(Lines of data)

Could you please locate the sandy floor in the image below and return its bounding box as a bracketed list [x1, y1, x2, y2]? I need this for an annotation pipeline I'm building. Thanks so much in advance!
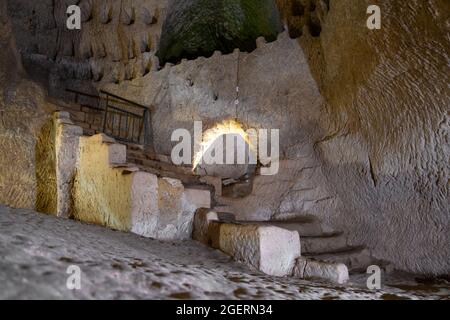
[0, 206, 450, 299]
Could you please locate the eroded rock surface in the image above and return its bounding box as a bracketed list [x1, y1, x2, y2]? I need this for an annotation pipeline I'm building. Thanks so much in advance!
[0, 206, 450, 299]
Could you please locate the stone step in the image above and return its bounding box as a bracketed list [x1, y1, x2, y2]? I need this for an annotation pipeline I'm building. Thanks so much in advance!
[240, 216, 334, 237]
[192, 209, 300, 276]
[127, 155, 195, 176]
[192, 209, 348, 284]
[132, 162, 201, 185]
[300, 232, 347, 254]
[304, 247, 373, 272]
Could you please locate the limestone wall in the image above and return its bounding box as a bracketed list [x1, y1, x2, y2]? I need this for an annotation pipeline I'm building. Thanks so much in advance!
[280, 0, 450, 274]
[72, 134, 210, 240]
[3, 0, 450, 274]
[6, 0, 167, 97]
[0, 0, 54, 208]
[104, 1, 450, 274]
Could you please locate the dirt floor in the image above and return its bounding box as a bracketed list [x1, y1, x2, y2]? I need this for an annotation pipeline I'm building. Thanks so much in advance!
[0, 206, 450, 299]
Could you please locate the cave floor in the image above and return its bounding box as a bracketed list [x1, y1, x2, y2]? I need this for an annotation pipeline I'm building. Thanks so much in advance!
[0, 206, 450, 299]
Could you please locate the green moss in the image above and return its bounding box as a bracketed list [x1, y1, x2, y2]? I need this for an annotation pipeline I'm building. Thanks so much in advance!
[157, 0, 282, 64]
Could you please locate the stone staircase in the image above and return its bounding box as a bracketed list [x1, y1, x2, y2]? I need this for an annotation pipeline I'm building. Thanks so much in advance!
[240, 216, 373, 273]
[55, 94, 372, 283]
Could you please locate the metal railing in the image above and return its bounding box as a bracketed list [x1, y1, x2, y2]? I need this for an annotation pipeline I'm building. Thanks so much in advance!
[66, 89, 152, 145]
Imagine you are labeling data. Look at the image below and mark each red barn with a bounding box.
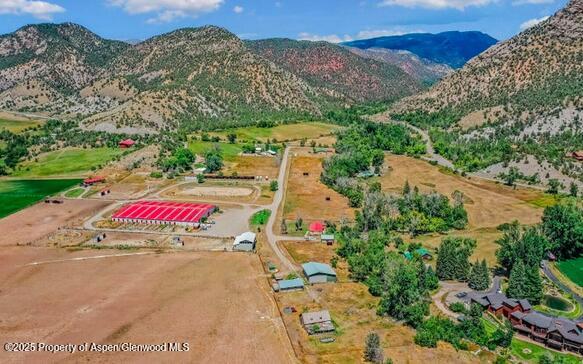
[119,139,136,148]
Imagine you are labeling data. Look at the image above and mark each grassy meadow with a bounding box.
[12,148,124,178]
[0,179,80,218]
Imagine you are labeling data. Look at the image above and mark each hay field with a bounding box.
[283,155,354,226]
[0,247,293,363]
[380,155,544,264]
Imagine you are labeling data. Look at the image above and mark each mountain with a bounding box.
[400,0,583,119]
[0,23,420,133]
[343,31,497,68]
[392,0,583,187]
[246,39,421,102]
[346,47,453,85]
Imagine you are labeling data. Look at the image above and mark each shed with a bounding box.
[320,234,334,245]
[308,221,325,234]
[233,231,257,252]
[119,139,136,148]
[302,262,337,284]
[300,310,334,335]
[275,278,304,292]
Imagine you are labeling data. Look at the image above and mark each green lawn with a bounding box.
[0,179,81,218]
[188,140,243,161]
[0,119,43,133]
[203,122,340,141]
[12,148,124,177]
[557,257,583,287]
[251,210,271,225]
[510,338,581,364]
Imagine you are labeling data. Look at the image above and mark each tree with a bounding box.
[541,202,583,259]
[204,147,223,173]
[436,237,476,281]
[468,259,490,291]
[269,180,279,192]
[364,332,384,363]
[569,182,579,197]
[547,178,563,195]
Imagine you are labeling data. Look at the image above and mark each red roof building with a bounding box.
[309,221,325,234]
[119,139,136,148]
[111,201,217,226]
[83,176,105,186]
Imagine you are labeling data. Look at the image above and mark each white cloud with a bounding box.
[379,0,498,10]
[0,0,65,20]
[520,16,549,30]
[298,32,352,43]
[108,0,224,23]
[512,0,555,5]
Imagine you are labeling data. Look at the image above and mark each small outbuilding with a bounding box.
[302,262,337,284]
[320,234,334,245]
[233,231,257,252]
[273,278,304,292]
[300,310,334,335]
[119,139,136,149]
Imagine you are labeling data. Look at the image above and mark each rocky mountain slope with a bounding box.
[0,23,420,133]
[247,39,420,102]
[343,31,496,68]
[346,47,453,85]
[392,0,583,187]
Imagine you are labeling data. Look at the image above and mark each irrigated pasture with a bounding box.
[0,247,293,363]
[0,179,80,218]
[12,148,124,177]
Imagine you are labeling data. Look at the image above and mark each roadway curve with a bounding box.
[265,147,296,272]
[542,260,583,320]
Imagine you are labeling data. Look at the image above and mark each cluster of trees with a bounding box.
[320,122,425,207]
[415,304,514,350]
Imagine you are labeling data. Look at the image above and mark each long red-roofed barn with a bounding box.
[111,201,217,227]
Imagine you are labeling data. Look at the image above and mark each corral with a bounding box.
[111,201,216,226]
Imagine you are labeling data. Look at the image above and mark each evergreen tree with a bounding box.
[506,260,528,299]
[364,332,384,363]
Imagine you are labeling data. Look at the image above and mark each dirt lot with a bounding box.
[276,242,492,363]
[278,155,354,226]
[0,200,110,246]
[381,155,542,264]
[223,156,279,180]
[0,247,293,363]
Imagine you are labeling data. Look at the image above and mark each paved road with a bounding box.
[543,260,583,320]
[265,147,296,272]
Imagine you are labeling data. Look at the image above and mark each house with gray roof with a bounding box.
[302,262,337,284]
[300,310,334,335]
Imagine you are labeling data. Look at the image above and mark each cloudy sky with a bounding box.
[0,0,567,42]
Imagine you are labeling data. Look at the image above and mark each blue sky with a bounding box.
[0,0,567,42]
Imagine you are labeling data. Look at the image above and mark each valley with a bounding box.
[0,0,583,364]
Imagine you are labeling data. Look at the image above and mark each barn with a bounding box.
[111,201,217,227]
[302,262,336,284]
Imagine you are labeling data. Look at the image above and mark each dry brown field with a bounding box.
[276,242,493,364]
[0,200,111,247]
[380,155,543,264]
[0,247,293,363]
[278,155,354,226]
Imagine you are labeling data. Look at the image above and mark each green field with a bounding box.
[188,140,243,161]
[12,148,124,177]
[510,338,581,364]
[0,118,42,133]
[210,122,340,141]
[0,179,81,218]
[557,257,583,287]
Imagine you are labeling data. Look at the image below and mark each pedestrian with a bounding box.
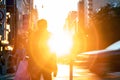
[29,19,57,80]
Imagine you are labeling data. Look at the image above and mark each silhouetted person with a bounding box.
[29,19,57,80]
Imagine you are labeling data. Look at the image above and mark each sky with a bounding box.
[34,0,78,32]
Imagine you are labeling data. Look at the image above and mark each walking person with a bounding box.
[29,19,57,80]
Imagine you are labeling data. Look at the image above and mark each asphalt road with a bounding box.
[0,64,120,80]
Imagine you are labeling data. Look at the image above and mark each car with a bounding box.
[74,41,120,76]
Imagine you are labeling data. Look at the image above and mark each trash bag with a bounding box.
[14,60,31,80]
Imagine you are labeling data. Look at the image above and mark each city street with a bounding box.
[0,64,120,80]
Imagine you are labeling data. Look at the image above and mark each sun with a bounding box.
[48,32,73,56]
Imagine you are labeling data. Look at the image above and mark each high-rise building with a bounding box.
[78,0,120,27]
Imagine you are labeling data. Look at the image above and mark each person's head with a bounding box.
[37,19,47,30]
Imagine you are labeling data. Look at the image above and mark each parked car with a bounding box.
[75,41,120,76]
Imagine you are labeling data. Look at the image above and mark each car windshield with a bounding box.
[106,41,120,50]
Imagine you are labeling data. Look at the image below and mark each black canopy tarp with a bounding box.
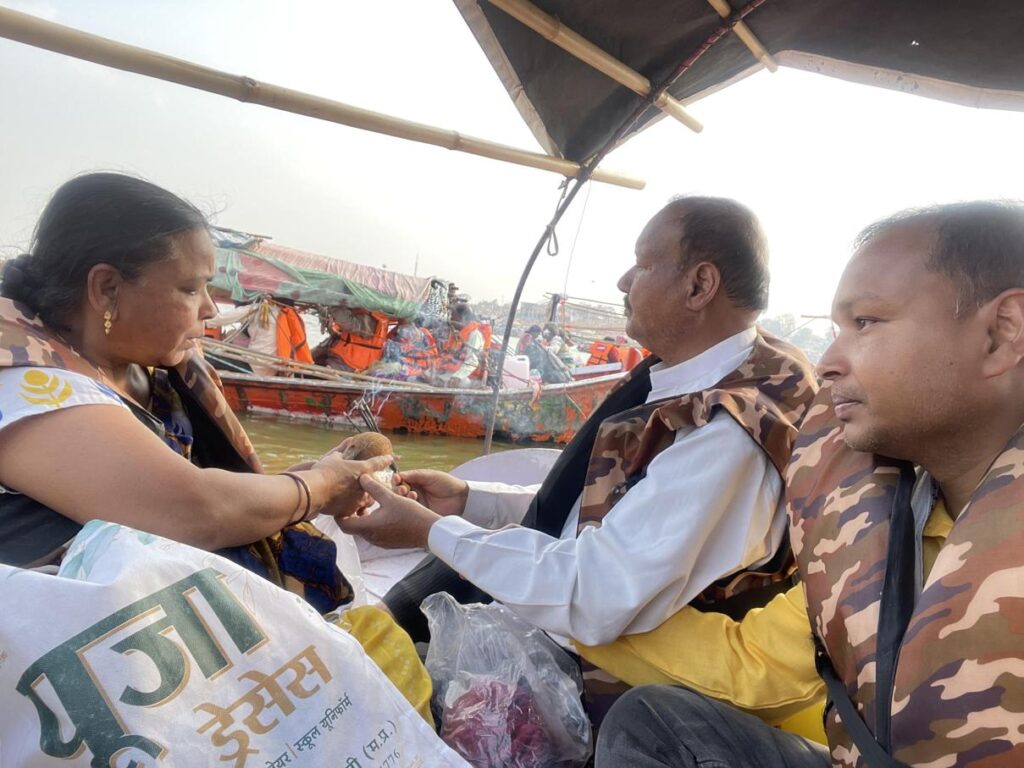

→ Brief
Reproduce all of the lines above verbatim, omitting the pictures.

→ Expected output
Could you please locate the sandy floor in the image below and return its bounding box as a bracketed list [x1, y1, x2, y2]? I need this for an annotation pipeline I'm building. Thanks so much in advance!
[0, 206, 450, 299]
Could you please locate the eroded rock surface in the image above and return its bounding box as a bracketed list [x1, y1, x2, y2]? I need this for an annotation pipeline I'm building. Thanks so much in advance!
[0, 206, 450, 299]
Could you please locate the stone step in the image above and return its bounding box as a bracketed list [x1, y1, x2, y2]? I need this for an annotation pipeline I'm building. Thanks so much in advance!
[240, 216, 334, 237]
[192, 209, 300, 276]
[127, 155, 195, 176]
[192, 209, 348, 284]
[132, 162, 201, 185]
[300, 232, 347, 254]
[304, 247, 373, 272]
Could you please locate the limestone wall in the image above and return its bounding box as a bracketed list [x1, y1, x2, y2]? I need this for an annotation pipeline I'm building. Thanks so much in advance!
[280, 0, 450, 274]
[72, 134, 210, 240]
[3, 0, 450, 274]
[6, 0, 167, 97]
[0, 0, 54, 208]
[104, 1, 450, 274]
Could you please locate the dirt floor in the image above and return its bounding box as a bracketed list [x1, y1, x2, y2]? I need this for an annotation pipeline I'm building. Thanks so much in advance!
[0, 206, 450, 299]
Could you please locate the cave floor in the image above and return its bounding box as a bracketed list [x1, y1, x2, y2]? I need this for an annotation pipeline I'm building. Thanks so much in advance!
[0, 206, 450, 299]
Could you please locate the green moss in the image above and return its bounding box as a bracketed list [x1, y1, x2, y2]? I need this for an annotation pipeline I'm building. Thanks so much in advance!
[157, 0, 282, 64]
Could you please locate the stone staircase in the image above and return its bounding box as a bracketed list [x1, y1, x2, y2]? I need this for an annotation pipeline I'm building. Thanks so much in advance!
[240, 216, 373, 273]
[55, 94, 372, 283]
Could you please locate the metal railing in the image above and return its bounding box as a bracketed list [x1, y1, x2, y2]? I need this for an annotation pipeline I'm building. Thanks so much in advance!
[66, 89, 152, 145]
Imagine you are labeling data. Look at the image below and mark each red barn with a bounding box.
[119,139,136,148]
Imagine you are labeling data. Look at the image above and mark each grassy meadow with a bounding box.
[12,148,124,178]
[0,179,80,218]
Imagine you are labeling data. Look at the image above and mark each hay field with a bounding box.
[283,155,354,226]
[0,247,293,363]
[380,155,544,264]
Imagine you are labeling data. Look at the image above and mark each mountain with a bounding box.
[400,0,583,119]
[0,23,420,133]
[343,31,497,68]
[392,0,583,187]
[246,39,421,102]
[346,47,453,85]
Imagine you are labeling data. Look at the image above and mark each shed with a bounding box.
[320,234,334,245]
[308,221,325,234]
[233,231,257,252]
[119,139,136,148]
[302,262,337,284]
[300,310,334,335]
[275,278,304,292]
Imagine you are labeling data. Look at the image above and mark each green lawn with a bounding box.
[0,179,81,218]
[188,140,243,161]
[0,119,43,133]
[203,122,340,141]
[12,148,124,177]
[557,257,583,287]
[251,210,271,225]
[510,338,581,364]
Imagine you are labeling data. Look at the image above and mark each tree with a bounding box.
[541,202,583,259]
[204,147,223,173]
[436,237,476,281]
[468,259,490,291]
[269,180,279,192]
[364,332,384,363]
[569,182,579,197]
[547,178,563,195]
Imagine you are labeling data. Look at the image above and mark each red roof building with a bounding box.
[309,221,325,234]
[119,139,136,148]
[111,201,217,226]
[83,176,105,186]
Imagine you are labeling data. Look at the image above and mark each white cloud with a bounding box.
[379,0,498,10]
[0,0,65,20]
[520,16,549,30]
[298,32,352,43]
[108,0,224,23]
[512,0,555,5]
Imagine you are labeling data. Look at the image above and mark each small outbuilding with a bounding box.
[302,262,337,284]
[320,234,334,245]
[233,231,257,252]
[273,278,304,292]
[300,310,334,335]
[119,139,136,149]
Imagine you are labeling data. Look at the image above and mark each rocky mountain slope with a bounding box.
[0,23,420,133]
[247,39,420,102]
[343,31,496,68]
[346,47,453,85]
[392,0,583,187]
Imagine you are labeling data. Look at the image above and mark each irrigated pasture with a bounding box.
[0,247,293,363]
[0,179,80,218]
[12,148,124,177]
Imagine you are labeling data. Look at the image above and mark each roadway curve with a bounding box.
[265,147,296,272]
[542,260,583,320]
Imagine you are labeling data. Look at the image above and mark each cluster of trees with a bounding box.
[320,122,425,207]
[415,304,514,350]
Imagine you are labeling data. Look at the image above and mark each long red-roofed barn with a bounding box.
[111,201,217,227]
Imagine you are labeling data. Look at the image above and mark each corral with a bounding box.
[111,201,216,226]
Imagine you are labeling data. Look at the image above and mark each evergreen tree with a bounding box.
[506,260,528,299]
[364,332,384,363]
Imagine you are labeling data. Look at the image above and mark each dirt lot with a bounding box.
[276,242,492,363]
[278,155,354,226]
[0,200,110,246]
[381,155,542,264]
[223,156,279,180]
[0,247,293,363]
Imagine you are labeling data. Look at the image above and mark each paved road with a bounding box.
[543,260,583,320]
[265,147,296,272]
Imagine you are labeling data. Look at the image above and mark each house with gray roof with a bounding box.
[302,262,337,284]
[300,310,334,335]
Imagine you are labeling data. Look at the image above and mark each cloudy sky with a bounding box.
[0,0,567,42]
Imagine you are labeling data. Look at the image above and mark each blue sky with a bounding box.
[0,0,567,42]
Imagine you are labeling data. Look at the image above and mark each valley with a bounding box.
[0,0,583,364]
Imagine you are labeling data. Look at the image above and mark each barn with a bounding box.
[111,201,217,227]
[302,262,336,284]
Imagine you are labeling data. Look at the image above and mark each dry brown field with a bounding box.
[276,242,493,364]
[0,200,111,247]
[380,155,543,264]
[0,247,293,363]
[278,155,354,226]
Imagine you are labeling data. Look at the image above and mark each green field with a bounding box.
[188,140,243,161]
[12,148,124,177]
[510,338,581,364]
[0,118,42,133]
[210,122,340,141]
[0,179,81,218]
[557,257,583,287]
Imagine you are labeling data. Look at the image below and mark each pedestrian with a bounding box.
[29,19,57,80]
Imagine you are labeling data. Look at the image above and mark each silhouetted person with a bounding box.
[29,19,57,80]
Imagine you are labeling data. Look at the image above and mark each sky with a bounding box.
[34,0,78,32]
Imagine you are labeling data. Look at the image above and mark each walking person with a bounding box.
[29,19,57,80]
Imagine you are labeling data. Look at the image above and mark each asphalt road with a bounding box.
[0,64,120,80]
Imagine you are labeling data. Look at the image above and mark each car with a bounding box.
[74,41,120,76]
Imagine you are labeling data. Look at the image above and mark each trash bag with a bounding box.
[14,60,31,80]
Imagine you are labeling data. Look at the image above and mark each city street with a bounding box.
[0,64,120,80]
Imagine you are labeling data. Look at the image above and mark each sun with a bounding box.
[48,32,73,56]
Imagine you are labeling data. Look at the image above and mark each high-rise building with a bounding box.
[78,0,120,27]
Imagine you are labeling data. Look at the image above and mark each person's head with a bounding box.
[37,19,47,30]
Imagine you are labeling data. Look at the image above and mark each parked car with a bounding box.
[75,41,120,76]
Imagine you are labeling data. Look at the image above and mark each car windshield with a bounding box.
[106,41,120,50]
Imagine you are labeling data. Look at the image below and mark each black canopy tarp with a bounding box.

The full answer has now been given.